Fear: the House of Atlas fears losing control of their traditional role of sovereign, which in accordance with the constitution at the start of the game, can only be filled by a male citizen, born in Atlantis (faction goal). You also fear any weakening in the laws of Atlantis, that currently favour the institution of monarchy, over the interests of the other factional ideologies (Democracy, Oligarchy, etc) that have divided the city of late (personal goal).
Honour: the daughters of the House of Atlas are coming of age, and one daughter must be married each game round, with a respectable dowry, to one of the other player roles in the game (personal goal). While you hold the office of sovereign, the laws of Atlantis allow you to pay for dowries from the Treasury of Atlantis. This is not Ptolemaic Egypt, and your daughters cannot marry anyone in your family (faction goal).
Interest: you want a strong military and prosperous economy for a stable Atlantean Empire. You should be feared and respected by the rival empires of Hyperborea, Thule, and Lemuria, safe and secure from the threat of rebellion or barbarian raiding (faction goal). The people of Atlantis should never go hungry for grain, nor the Gods for libations of wine in the temples (personal goal).
Personal Desire: Poseidon should be the Patron God of Atlantis, as he was for your ancestors (personal goal).
Personal Need: Live long enough to see all of your daughters married, and the birth of an heir to the throne (personal goal).
Agenda: strongly recommend you consult with your daughters before offering their hand in marriage to someone (play hint).
Assets: Palace Guard, Royal Cavalry, keys to the Treasury of Atlantis, a casting vote on any tied council votes.
Criticality: Your eldest daughter gets married, and the treasury is not bankrupt, success! Now the suitors crowd around for the hand of your second oldest daughter, and the benchmark has been set for dowry expectations. Are the happy couple now both playing for the House Atlas team, or another noble house? Is their first child a boy or a girl? What happens if the constitutional amendment to allow women to be citizens succeeds? A witch approaches you offering a herbal remedy to help with your lack of a male heir, how do you respond? You now have three sons-in-law, which one do you designate as your heir? The marriage between your youngest daughter and the exiled Prince of Lemuria is causing the Lemurian ambassador to threaten war, how should Atlantis respond to this threat? Strong military and prosperous economy – how are you paying for both enough wine and enough spears to keep everyone happy?

__Task brief__
Quote the House of Atlas role description in full, word for word. These lines come from a different source than the House of Atlas role description.

__Data for review__
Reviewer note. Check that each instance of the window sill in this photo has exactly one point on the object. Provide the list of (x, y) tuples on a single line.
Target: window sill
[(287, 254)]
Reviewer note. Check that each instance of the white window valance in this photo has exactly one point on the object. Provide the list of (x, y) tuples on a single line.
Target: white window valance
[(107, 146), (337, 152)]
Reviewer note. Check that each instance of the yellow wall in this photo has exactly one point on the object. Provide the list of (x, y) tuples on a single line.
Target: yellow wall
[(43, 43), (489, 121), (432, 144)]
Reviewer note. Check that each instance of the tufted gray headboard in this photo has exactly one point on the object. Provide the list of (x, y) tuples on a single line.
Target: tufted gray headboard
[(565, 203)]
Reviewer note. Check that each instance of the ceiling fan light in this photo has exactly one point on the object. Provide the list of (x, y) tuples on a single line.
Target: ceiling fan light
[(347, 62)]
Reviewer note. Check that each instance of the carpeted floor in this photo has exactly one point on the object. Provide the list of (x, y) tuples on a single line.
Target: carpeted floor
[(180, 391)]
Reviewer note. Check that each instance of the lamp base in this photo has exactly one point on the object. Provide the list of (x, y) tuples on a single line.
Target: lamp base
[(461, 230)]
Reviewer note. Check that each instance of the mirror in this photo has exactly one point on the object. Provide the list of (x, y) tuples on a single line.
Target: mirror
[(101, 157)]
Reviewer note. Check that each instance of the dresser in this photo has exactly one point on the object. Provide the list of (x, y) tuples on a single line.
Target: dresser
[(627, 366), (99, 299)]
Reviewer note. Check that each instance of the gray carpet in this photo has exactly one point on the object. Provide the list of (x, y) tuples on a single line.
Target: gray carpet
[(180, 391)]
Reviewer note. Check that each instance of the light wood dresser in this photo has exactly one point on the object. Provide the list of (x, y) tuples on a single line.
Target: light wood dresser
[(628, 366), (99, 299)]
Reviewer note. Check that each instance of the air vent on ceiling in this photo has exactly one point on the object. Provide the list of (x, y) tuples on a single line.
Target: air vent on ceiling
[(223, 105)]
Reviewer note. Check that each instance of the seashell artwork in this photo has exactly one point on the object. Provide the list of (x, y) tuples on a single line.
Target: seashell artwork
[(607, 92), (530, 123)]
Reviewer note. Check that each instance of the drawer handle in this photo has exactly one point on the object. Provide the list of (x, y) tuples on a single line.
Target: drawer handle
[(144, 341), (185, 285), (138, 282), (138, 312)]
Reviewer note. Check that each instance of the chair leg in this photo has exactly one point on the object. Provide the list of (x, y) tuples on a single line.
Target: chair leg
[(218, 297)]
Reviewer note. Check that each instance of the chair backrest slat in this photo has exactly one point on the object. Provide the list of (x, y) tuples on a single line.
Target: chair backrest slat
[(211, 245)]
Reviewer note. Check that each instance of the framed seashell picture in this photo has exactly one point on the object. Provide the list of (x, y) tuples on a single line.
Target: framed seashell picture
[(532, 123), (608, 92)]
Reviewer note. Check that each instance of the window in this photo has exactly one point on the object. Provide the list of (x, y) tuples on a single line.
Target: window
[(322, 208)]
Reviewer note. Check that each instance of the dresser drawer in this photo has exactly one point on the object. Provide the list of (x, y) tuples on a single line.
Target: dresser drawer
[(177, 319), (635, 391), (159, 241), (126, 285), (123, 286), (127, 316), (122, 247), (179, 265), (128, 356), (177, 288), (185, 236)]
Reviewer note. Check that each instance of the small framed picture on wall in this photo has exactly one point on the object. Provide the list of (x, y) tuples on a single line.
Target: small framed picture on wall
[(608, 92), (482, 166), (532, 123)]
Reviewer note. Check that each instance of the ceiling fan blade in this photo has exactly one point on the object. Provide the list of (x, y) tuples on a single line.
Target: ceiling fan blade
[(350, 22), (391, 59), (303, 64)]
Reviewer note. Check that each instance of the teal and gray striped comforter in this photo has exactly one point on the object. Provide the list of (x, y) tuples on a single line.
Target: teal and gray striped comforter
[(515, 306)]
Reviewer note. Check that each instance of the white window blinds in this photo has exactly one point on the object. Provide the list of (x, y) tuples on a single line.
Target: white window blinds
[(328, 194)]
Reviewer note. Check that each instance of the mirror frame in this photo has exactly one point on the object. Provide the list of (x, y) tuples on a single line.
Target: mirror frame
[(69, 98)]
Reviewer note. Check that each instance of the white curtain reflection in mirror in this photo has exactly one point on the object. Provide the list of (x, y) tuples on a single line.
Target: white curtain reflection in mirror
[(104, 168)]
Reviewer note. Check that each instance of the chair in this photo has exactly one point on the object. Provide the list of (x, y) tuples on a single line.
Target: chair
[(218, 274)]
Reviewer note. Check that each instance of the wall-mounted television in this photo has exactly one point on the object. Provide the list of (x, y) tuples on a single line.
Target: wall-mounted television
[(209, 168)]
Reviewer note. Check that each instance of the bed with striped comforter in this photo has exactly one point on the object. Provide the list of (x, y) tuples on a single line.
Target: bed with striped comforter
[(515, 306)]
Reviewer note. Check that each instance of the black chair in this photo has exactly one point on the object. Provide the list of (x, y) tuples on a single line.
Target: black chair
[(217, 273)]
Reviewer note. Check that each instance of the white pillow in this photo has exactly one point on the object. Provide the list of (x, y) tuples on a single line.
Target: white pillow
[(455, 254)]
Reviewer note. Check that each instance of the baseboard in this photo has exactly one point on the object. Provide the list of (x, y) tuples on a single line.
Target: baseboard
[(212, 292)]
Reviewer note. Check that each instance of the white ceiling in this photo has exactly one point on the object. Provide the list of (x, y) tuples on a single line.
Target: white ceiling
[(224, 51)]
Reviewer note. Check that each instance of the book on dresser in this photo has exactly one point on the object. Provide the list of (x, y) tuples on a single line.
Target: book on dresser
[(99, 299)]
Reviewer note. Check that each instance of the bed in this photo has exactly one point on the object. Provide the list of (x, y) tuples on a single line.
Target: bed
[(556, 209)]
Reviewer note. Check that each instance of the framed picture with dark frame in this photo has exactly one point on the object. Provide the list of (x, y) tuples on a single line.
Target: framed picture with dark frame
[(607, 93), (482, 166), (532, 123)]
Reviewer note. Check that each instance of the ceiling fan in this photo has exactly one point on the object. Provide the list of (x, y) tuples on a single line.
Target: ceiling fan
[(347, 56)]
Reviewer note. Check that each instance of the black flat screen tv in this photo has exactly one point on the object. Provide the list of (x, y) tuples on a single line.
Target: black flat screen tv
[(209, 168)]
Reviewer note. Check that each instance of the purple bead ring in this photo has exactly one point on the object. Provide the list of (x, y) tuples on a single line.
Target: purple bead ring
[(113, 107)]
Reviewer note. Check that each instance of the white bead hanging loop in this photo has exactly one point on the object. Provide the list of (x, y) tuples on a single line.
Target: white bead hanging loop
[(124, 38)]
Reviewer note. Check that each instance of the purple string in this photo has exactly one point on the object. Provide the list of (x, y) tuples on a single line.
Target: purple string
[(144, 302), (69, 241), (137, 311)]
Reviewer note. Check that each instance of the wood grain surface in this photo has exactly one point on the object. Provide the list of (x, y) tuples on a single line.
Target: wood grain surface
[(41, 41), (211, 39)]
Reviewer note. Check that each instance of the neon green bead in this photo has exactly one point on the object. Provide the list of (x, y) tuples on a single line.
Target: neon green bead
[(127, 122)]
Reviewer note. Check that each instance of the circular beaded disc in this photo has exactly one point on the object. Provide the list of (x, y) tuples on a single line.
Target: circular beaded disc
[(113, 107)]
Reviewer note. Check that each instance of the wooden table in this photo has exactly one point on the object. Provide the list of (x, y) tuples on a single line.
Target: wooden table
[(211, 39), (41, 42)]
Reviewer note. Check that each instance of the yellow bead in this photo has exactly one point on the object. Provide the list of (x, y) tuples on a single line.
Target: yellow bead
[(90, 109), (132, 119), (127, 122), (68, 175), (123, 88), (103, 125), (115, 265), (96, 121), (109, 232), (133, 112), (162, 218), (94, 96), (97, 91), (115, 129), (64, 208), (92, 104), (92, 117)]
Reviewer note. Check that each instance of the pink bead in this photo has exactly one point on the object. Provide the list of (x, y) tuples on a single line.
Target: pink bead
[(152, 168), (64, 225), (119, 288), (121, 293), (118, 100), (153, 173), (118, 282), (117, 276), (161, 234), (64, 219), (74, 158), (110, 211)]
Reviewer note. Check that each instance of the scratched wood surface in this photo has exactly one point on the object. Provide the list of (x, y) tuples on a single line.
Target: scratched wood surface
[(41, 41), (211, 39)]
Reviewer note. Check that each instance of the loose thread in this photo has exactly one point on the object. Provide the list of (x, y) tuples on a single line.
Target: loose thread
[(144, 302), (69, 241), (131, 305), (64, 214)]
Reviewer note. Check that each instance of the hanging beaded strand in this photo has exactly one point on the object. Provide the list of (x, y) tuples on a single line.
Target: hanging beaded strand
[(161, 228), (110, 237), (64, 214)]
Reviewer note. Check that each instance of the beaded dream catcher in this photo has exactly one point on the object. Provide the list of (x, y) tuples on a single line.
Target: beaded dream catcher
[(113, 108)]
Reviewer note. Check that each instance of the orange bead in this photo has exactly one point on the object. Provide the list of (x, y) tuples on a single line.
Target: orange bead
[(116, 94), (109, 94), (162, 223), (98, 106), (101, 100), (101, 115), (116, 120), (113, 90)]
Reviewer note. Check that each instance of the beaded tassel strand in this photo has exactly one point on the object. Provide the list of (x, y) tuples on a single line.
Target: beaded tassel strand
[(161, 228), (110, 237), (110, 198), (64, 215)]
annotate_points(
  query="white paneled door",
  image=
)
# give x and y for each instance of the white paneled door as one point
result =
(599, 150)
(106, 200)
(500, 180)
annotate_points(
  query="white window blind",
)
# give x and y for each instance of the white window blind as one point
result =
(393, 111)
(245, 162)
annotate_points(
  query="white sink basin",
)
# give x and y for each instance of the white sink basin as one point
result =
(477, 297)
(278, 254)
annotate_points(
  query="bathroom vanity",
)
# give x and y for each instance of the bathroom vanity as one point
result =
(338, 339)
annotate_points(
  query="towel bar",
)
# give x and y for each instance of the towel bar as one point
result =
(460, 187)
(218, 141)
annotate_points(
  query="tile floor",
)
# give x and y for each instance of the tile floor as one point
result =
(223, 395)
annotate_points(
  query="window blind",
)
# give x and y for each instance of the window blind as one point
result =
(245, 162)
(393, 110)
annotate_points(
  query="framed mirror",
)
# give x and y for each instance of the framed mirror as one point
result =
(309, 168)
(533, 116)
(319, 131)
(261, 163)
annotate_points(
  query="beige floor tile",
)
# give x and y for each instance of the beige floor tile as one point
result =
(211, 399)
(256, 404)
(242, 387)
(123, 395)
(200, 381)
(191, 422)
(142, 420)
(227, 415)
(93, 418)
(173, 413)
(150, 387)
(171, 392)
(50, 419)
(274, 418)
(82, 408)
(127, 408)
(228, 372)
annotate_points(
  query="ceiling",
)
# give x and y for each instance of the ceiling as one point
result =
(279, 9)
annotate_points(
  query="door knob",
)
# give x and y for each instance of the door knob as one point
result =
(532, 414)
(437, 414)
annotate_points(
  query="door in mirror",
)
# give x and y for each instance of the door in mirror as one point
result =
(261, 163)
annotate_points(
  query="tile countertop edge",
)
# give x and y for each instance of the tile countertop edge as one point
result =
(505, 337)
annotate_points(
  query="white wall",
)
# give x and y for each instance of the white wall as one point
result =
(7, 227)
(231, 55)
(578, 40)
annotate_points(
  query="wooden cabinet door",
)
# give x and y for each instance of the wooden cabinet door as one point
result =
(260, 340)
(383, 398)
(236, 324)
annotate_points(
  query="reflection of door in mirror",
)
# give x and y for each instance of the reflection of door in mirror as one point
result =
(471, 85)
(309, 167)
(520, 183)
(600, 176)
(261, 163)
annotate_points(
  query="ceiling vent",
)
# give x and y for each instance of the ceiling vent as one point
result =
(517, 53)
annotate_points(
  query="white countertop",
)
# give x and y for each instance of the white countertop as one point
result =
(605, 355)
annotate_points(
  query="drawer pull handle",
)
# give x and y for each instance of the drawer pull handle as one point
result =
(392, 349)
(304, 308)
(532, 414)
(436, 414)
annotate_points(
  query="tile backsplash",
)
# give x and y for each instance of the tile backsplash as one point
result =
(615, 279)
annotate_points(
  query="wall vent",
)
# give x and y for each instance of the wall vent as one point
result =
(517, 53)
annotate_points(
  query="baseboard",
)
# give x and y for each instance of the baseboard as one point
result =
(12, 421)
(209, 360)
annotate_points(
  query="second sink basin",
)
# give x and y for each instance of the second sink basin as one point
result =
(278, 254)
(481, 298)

__Task answer__
Fear: the House of Atlas fears losing control of their traditional role of sovereign, which in accordance with the constitution at the start of the game, can only be filled by a male citizen, born in Atlantis (faction goal). You also fear any weakening in the laws of Atlantis, that currently favour the institution of monarchy, over the interests of the other factional ideologies (Democracy, Oligarchy, etc) that have divided the city of late (personal goal).
Honour: the daughters of the House of Atlas are coming of age, and one daughter must be married each game round, with a respectable dowry, to one of the other player roles in the game (personal goal). While you hold the office of sovereign, the laws of Atlantis allow you to pay for dowries from the Treasury of Atlantis. This is not Ptolemaic Egypt, and your daughters cannot marry anyone in your family (faction goal).
Interest: you want a strong military and prosperous economy for a stable Atlantean Empire. You should be feared and respected by the rival empires of Hyperborea, Thule, and Lemuria, safe and secure from the threat of rebellion or barbarian raiding (faction goal). The people of Atlantis should never go hungry for grain, nor the Gods for libations of wine in the temples (personal goal).
Personal Desire: Poseidon should be the Patron God of Atlantis, as he was for your ancestors (personal goal).
Personal Need: Live long enough to see all of your daughters married, and the birth of an heir to the throne (personal goal).
Agenda: strongly recommend you consult with your daughters before offering their hand in marriage to someone (play hint).
Assets: Palace Guard, Royal Cavalry, keys to the Treasury of Atlantis, a casting vote on any tied council votes.
Criticality: Your eldest daughter gets married, and the treasury is not bankrupt, success! Now the suitors crowd around for the hand of your second oldest daughter, and the benchmark has been set for dowry expectations. Are the happy couple now both playing for the House Atlas team, or another noble house? Is their first child a boy or a girl? What happens if the constitutional amendment to allow women to be citizens succeeds? A witch approaches you offering a herbal remedy to help with your lack of a male heir, how do you respond? You now have three sons-in-law, which one do you designate as your heir? The marriage between your youngest daughter and the exiled Prince of Lemuria is causing the Lemurian ambassador to threaten war, how should Atlantis respond to this threat? Strong military and prosperous economy – how are you paying for both enough wine and enough spears to keep everyone happy?